=== Written exercise ===
Copy out every line of each record below, replacing "vertices" with "corner points" and changing nothing else.

=== Extracted data ===
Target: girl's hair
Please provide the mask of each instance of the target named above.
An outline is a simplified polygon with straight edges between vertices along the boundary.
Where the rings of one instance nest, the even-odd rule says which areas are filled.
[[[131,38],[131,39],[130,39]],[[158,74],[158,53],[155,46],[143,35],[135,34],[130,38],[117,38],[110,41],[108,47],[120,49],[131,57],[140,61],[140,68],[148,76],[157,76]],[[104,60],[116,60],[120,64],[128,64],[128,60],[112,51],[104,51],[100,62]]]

=== Exercise answer ===
Target: girl's hair
Please provide the mask of each instance of the target named above.
An outline is a simplified polygon with straight edges between corner points along the boundary.
Where the rings of one instance nest, the even-odd rule says which areas are filled.
[[[131,38],[131,39],[130,39]],[[158,74],[158,53],[155,46],[143,35],[135,34],[130,38],[117,38],[110,41],[108,47],[120,49],[131,57],[140,61],[140,68],[148,76],[157,76]],[[104,60],[116,60],[120,64],[128,64],[128,60],[112,51],[104,51],[100,62]]]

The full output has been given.